LISTED ENTRIES START
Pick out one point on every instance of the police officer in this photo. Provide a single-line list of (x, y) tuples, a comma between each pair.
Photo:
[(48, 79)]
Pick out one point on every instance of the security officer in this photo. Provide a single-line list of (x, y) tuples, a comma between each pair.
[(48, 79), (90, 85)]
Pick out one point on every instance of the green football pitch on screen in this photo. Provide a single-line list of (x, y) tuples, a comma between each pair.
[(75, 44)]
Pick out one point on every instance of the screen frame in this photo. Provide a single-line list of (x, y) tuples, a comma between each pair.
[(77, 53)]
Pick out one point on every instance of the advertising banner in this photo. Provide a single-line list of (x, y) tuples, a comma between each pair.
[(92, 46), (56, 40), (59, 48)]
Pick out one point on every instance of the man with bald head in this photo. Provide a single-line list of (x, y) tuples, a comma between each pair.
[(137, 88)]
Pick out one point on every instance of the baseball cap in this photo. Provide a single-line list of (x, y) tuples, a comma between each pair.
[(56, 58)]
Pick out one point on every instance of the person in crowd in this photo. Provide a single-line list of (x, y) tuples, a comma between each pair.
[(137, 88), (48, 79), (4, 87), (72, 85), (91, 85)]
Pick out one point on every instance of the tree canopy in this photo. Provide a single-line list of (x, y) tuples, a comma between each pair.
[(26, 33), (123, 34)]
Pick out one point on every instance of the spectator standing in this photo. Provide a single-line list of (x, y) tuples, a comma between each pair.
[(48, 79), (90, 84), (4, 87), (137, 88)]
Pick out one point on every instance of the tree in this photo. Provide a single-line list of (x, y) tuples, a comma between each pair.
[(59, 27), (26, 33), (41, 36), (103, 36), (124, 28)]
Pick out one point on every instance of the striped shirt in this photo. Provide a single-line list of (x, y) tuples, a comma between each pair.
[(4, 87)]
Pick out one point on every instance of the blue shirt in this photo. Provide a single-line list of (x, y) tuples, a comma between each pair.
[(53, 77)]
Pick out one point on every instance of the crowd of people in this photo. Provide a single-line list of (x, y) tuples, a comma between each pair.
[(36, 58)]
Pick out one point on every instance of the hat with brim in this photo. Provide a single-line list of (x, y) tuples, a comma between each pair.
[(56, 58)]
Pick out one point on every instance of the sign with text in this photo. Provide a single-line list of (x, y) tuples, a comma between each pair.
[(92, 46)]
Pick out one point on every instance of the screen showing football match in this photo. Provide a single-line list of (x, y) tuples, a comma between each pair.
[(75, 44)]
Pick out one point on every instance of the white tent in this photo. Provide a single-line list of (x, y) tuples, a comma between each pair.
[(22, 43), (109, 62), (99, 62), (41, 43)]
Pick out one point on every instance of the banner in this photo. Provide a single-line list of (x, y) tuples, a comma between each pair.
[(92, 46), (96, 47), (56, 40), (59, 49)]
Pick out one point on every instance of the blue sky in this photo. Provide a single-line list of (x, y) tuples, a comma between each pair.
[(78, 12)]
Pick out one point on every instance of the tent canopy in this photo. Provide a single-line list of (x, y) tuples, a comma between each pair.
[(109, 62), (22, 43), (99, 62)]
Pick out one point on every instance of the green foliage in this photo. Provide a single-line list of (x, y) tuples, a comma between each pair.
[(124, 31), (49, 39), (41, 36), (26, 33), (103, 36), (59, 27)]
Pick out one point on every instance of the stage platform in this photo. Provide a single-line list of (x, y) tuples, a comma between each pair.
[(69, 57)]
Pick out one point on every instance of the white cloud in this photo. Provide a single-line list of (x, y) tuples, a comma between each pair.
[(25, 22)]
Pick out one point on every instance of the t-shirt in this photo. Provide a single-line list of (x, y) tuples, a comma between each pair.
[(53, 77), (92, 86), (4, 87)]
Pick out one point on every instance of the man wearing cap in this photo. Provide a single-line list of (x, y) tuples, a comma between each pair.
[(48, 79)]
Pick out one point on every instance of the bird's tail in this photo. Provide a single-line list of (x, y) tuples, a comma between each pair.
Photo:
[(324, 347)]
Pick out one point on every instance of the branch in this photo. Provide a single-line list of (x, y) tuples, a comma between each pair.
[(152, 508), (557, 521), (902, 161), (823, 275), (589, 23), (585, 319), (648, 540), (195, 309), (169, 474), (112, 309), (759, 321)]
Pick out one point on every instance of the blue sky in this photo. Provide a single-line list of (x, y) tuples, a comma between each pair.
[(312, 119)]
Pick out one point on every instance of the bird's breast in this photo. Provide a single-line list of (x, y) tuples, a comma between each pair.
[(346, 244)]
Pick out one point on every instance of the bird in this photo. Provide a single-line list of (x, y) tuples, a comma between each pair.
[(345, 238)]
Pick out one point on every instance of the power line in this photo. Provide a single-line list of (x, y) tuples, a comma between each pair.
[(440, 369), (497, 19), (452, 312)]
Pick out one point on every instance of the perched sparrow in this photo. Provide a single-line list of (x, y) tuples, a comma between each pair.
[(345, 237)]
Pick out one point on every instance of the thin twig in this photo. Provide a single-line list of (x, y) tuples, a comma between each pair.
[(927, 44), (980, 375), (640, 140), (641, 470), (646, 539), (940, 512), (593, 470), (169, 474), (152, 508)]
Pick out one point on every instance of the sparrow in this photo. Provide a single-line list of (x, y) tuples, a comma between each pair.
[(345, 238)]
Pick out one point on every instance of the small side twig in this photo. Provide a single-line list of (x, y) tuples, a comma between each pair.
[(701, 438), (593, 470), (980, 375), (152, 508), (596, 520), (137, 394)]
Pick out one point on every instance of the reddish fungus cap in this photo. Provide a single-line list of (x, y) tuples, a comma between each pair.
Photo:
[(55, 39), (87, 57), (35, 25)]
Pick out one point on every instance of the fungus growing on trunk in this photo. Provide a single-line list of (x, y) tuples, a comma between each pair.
LISTED ENTRIES END
ACTION ITEM - Copy every record exactly, leaving each line intact.

RESULT OF THIS TASK -
Pick out one point on every instance of the police officer in this photo. Provide a single-line list of (x, y) tuples, a comma between each pair.
Photo:
[(48, 79)]
Pick out one point on every instance of the security officer in this photo. Provide a single-line list of (x, y) tuples, a comma between each pair.
[(48, 79), (90, 85)]
Pick out one point on every instance of the green football pitch on screen in this photo. Provide a single-line list of (x, y) tuples, a comma between each pair.
[(75, 44)]
Pick out one point on every instance of the screen frame in this photo. Provide a single-line list of (x, y) tuples, a comma between each pair.
[(77, 53)]
Pick out one point on every instance of the advertising banner in this photo. Provide a single-line list of (x, y) tuples, a comma between each pair.
[(92, 46), (56, 40), (59, 48)]
Pick out one point on every instance of the man with bald head in this photo. Provide a single-line list of (x, y) tuples, a comma between each pair.
[(137, 88)]
Pick out one point on every instance of the baseball cap in this photo. Provide a single-line list of (x, y) tuples, a comma between each pair.
[(56, 58)]
Pick out one point on every instance of the person in crowd in this photo. Provide a single-line list of (x, y) tuples, a comma between each pair.
[(137, 88), (48, 79), (4, 87), (72, 85), (91, 85)]
Pick out one point on every instance of the tree canopy in this photo. Provide a single-line list of (x, y) tuples, a comma between each pair.
[(26, 33), (123, 34)]
Pick out one point on every instance of the spectator standing in this photo. Provide a single-line list of (x, y) tuples, a comma between each pair.
[(48, 79), (90, 84), (4, 87), (137, 88)]
Pick out one point on every instance of the tree in this photo. Provide a single-line list of (x, y) tuples, a comma between each pair.
[(59, 27), (26, 33), (41, 36), (103, 36), (124, 28)]
Pick out one point on every instance of the striped shirt in this photo. Provide a single-line list of (x, y) tuples, a comma between each pair.
[(4, 87)]
Pick out one point on every instance of the blue shirt in this photo. Provide a single-line list of (x, y) tuples, a comma between each pair.
[(53, 77)]
Pick out one point on every instance of the crowd of people in this photo. Provide a single-line list of (x, y) tuples, a comma between each pair.
[(36, 58)]
Pick out one point on every instance of the hat with brim in this photo. Provide a single-line list of (x, y) tuples, a comma between each pair.
[(56, 58)]
Pick out one point on every instance of the sign with text in this photo. Provide a single-line list of (x, y) tuples, a comma between each pair.
[(92, 46)]
Pick out one point on every instance of the screen showing football match in this photo. Provide a single-line list of (x, y) tuples, a comma between each pair.
[(75, 44)]
Pick out one point on every instance of the white tent in this photo. Provide a single-line list of (x, y) tuples, a comma between each pair.
[(22, 43), (109, 62), (99, 62), (41, 43)]
Pick out one point on every instance of the banner in this photo. Provide a single-line list of (x, y) tuples, a comma between each pair.
[(92, 46), (96, 47), (56, 40), (59, 49)]
Pick out one point on every instance of the blue sky in this photo. Provide a single-line list of (x, y) tuples, a comma between each pair.
[(78, 12)]
Pick out one point on every instance of the tent canopy in this photo. Provide a single-line list of (x, y) tuples, a comma between each pair.
[(109, 62), (22, 43), (99, 62)]
Pick out one point on every instance of the green foliage in this photo. Provide a single-line list of (x, y) tuples, a comma between each pair.
[(124, 31), (49, 39), (41, 36), (26, 33), (103, 36), (59, 27)]
Pick out one point on every instance of the stage platform in this photo. Provide a single-line list of (x, y) tuples, a comma between each pair.
[(69, 57)]
Pick out one point on every instance of the white cloud in this photo. Provide a single-line list of (x, y) tuples, a comma between each pair.
[(25, 22)]
Pick out one point on every instance of the t-shirt in this photo. Provide a single-line list of (x, y) tuples, a comma between each pair.
[(53, 77), (92, 86), (4, 87)]
Pick out one point on every instance of the man wearing cap in this photo. Provide a single-line list of (x, y) tuples, a comma between each pair.
[(48, 79)]
Pick out one point on every instance of the bird's tail in this photo. Provide a single-line list of (x, y) tuples, a comma between each pair.
Photo:
[(324, 347)]
Pick out one point on every instance of the branch in this photo. Provide a single-line list of (x, y) tuples, a comma between each pair.
[(152, 508), (557, 521), (902, 161), (823, 275), (589, 23), (585, 319), (648, 540), (195, 309), (169, 474), (112, 309), (759, 321)]
Pick out one point on every instance of the blue sky in this photo. Provide a single-line list of (x, y) tuples, a comma between each pair.
[(312, 119)]
Pick out one point on every instance of the bird's breast in this photo. Provide a single-line list of (x, y) tuples, a comma between each pair.
[(346, 244)]
Pick out one point on every instance of the bird in this photo. Provide a single-line list of (x, y) tuples, a comma between each pair.
[(345, 238)]
Pick out one point on every instance of the power line in this photo. Provide a single-line list of (x, y) tuples, a comma between each pair.
[(440, 369), (497, 19), (452, 312)]
Pick out one point on every instance of the perched sparrow in this photo. Provide a single-line list of (x, y) tuples, a comma between each pair.
[(345, 237)]
Pick out one point on every instance of the thin twig in this photo. Provide a single-line list of (x, y) tuples, a comma between each pair.
[(927, 44), (980, 375), (640, 140), (641, 470), (646, 539), (940, 512), (593, 470), (169, 474), (152, 508)]
Pick out one point on every instance of the sparrow in this photo. Provide a single-line list of (x, y) tuples, a comma between each pair.
[(345, 238)]
Pick out one point on every instance of the small side twig in this photo. Provide a single-line list of (x, y) tuples, a comma between each pair.
[(701, 438), (593, 470), (980, 375), (152, 508), (596, 520), (137, 394)]
Pick out one point on every instance of the reddish fungus cap in this photo. Provide a single-line list of (x, y) tuples, a comma between each pair.
Photo:
[(55, 39), (87, 57), (35, 25)]
Pick out one point on every instance of the fungus growing on trunk in this photo. Provide a single-line list of (x, y) tuples, a comma between each pair.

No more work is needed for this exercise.